* BEGIN *

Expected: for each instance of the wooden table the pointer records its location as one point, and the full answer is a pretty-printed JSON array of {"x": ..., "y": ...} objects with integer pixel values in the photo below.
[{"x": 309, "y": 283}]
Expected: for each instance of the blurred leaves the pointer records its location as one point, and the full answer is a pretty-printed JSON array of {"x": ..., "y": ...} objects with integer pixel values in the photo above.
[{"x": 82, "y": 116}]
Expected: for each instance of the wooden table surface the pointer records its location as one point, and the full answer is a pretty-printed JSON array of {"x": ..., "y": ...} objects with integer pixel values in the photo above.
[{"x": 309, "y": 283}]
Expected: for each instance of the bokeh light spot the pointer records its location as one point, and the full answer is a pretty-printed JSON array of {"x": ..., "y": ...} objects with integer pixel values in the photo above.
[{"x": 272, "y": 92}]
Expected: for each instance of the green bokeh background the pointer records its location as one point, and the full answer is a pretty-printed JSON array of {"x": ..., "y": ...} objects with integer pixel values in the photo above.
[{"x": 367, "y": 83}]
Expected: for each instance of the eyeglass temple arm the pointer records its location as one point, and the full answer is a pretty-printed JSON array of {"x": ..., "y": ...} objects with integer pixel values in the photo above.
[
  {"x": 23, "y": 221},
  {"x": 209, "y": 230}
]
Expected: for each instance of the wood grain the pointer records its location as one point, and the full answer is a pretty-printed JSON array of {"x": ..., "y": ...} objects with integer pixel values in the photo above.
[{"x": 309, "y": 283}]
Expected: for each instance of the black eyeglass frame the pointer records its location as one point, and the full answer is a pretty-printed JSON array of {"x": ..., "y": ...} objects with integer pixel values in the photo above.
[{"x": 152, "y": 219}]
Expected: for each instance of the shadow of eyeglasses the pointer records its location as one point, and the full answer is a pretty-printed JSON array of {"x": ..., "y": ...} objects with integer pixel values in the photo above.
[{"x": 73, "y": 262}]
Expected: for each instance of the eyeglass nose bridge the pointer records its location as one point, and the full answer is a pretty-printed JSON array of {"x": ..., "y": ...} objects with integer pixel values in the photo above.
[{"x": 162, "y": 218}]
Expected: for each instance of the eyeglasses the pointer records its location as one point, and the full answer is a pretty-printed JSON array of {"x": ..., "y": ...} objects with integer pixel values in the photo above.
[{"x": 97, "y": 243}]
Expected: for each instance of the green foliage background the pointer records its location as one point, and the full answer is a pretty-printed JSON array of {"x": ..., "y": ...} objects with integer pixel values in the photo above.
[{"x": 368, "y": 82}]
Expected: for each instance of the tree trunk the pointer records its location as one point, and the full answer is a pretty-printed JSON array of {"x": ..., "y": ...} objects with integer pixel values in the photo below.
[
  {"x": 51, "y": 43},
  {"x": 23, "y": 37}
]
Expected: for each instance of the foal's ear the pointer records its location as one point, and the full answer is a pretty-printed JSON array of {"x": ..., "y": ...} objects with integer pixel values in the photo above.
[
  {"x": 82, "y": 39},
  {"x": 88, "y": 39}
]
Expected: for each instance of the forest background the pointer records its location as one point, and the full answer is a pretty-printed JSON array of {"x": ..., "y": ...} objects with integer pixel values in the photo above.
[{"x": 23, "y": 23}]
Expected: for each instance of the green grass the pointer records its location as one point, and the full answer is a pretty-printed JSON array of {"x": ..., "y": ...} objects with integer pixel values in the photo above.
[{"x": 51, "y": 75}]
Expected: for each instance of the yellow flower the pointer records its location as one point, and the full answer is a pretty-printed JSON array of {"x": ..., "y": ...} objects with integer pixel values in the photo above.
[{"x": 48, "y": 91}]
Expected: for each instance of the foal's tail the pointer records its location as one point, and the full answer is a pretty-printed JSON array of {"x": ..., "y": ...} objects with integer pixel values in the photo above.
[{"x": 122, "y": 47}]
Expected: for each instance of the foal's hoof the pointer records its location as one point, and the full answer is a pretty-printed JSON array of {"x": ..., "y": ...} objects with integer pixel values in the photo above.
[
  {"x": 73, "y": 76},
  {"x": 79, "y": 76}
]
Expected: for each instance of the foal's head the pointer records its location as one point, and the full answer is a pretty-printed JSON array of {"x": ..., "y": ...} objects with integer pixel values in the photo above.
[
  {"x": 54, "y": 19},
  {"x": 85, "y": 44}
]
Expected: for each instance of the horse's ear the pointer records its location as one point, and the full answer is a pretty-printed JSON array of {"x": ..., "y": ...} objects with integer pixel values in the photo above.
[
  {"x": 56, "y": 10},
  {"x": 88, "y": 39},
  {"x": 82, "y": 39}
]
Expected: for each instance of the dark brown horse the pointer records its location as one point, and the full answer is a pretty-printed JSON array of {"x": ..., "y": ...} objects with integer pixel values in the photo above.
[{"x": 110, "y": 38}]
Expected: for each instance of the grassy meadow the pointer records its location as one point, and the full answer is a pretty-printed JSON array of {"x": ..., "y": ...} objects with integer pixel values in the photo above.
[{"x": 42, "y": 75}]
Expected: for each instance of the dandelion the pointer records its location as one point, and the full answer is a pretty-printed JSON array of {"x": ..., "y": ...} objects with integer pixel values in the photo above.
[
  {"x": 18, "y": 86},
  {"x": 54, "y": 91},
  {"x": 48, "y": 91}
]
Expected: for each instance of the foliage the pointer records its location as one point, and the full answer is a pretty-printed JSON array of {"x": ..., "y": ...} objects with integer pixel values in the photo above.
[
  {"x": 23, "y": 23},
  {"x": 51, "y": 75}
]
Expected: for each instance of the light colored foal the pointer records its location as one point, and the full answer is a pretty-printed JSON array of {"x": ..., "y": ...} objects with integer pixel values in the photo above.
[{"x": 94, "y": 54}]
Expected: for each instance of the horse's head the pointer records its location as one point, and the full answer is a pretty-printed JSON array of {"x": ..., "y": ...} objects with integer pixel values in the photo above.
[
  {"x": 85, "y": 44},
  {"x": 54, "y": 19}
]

* END *

> [Work to complete]: Write out exactly the lines from the line holding "Expected: for each instance of the foliage" through the last line of the data, and nothing besides those lines.

> [Full answer]:
Expected: for each instance of the foliage the pointer records its location as one point, and the full answer is a pretty-printed JSON array of {"x": ..., "y": ...} objects with integer pixel values in the photo above.
[
  {"x": 23, "y": 23},
  {"x": 51, "y": 75}
]
Expected: for each instance of the light colored foal the pointer records its location as one point, and the full answer is a pretty-printed JSON array of {"x": ..., "y": ...} objects with integer pixel values in the photo above.
[{"x": 94, "y": 54}]
Expected: for each instance of the horse's head the pointer records its location as one point, and the full answer is a pretty-printed JSON array of {"x": ..., "y": ...} objects with integer pixel values in the photo above.
[
  {"x": 85, "y": 44},
  {"x": 54, "y": 19}
]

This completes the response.